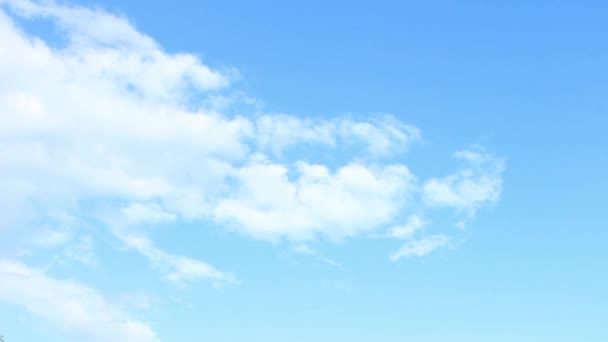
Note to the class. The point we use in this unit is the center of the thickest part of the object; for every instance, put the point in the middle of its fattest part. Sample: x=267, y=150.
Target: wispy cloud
x=76, y=309
x=421, y=247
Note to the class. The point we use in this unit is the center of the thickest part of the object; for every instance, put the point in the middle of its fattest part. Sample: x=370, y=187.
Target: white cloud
x=478, y=183
x=381, y=136
x=77, y=310
x=82, y=251
x=137, y=213
x=119, y=123
x=421, y=247
x=414, y=223
x=178, y=269
x=352, y=200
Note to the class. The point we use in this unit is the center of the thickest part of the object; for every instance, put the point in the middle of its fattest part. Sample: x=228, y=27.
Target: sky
x=303, y=171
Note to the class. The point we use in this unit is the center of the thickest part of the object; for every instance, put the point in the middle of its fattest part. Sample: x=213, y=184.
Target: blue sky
x=352, y=171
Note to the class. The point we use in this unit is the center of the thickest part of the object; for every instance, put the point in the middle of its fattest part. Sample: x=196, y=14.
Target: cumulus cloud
x=102, y=124
x=351, y=200
x=79, y=311
x=478, y=183
x=176, y=268
x=421, y=247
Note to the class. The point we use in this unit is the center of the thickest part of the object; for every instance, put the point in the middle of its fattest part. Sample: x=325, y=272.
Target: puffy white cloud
x=478, y=183
x=118, y=122
x=77, y=310
x=414, y=223
x=352, y=200
x=381, y=136
x=421, y=247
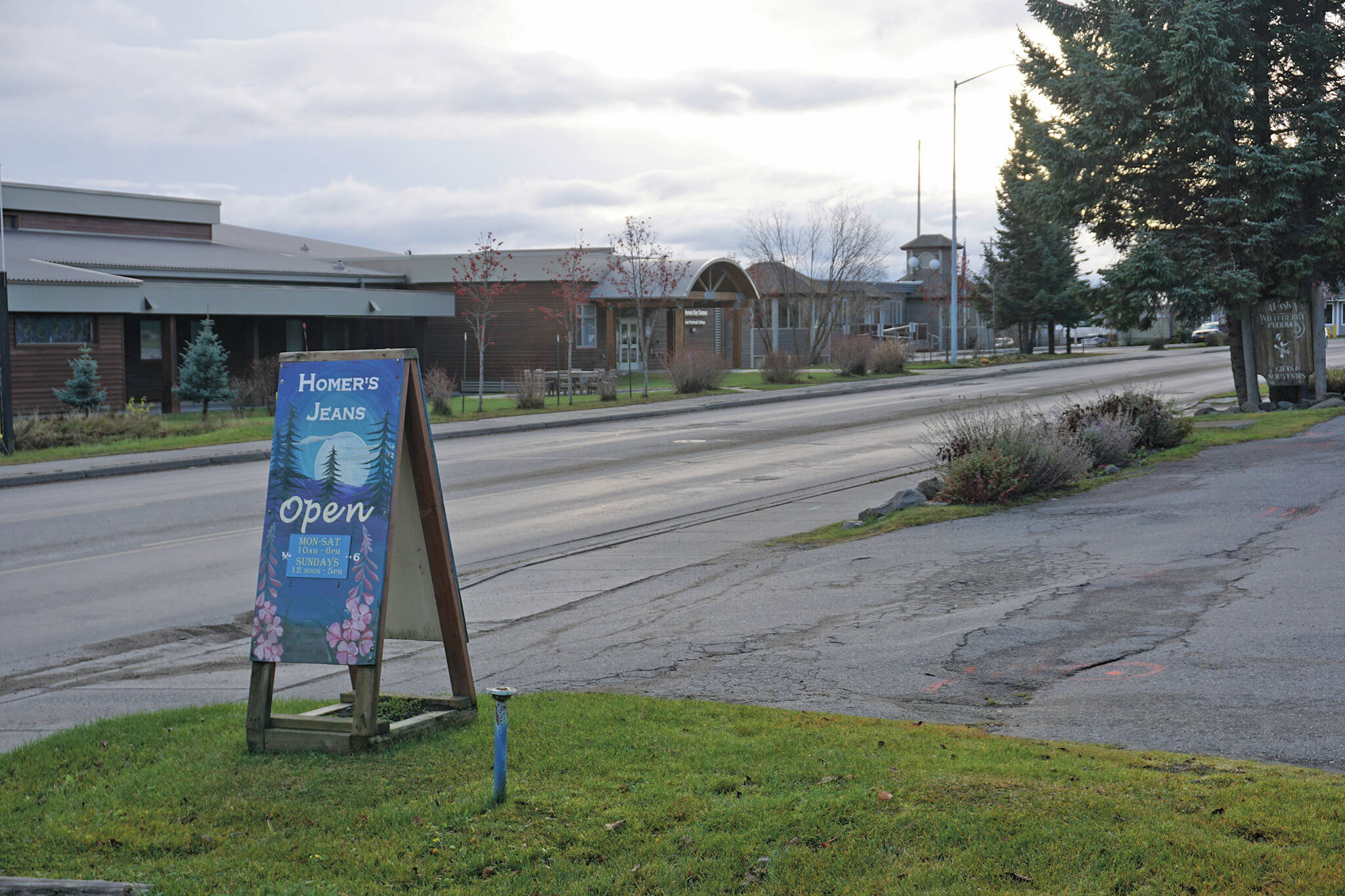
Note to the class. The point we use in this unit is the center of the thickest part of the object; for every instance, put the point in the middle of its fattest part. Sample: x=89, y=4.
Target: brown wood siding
x=521, y=337
x=100, y=224
x=41, y=368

+++++

Copy the items word for word, starting at the very first line and ending with the line that contains "x=303, y=171", both included. Omit the pictures.

**WORKED SOLUTION**
Note to the class. The point we use in this unit is the center of the thickest part of the object; for every instance, put the point in the middle of its fattest part. Sample: x=267, y=150.
Target: wispy cloud
x=76, y=309
x=421, y=247
Note to the class. The point we use in this unit is the center of the thickest part of the object; for every instance, put the point in the middle of its fattest part. Sample: x=370, y=187.
Target: white cloud
x=478, y=183
x=381, y=136
x=77, y=310
x=82, y=251
x=137, y=213
x=119, y=123
x=421, y=247
x=414, y=223
x=178, y=269
x=352, y=200
Note to the class. The point we use in this unit is the center of the thickest part of the object; for every instance, put the point in the middle of its fattest part. Sample: x=228, y=27.
Target: sky
x=303, y=171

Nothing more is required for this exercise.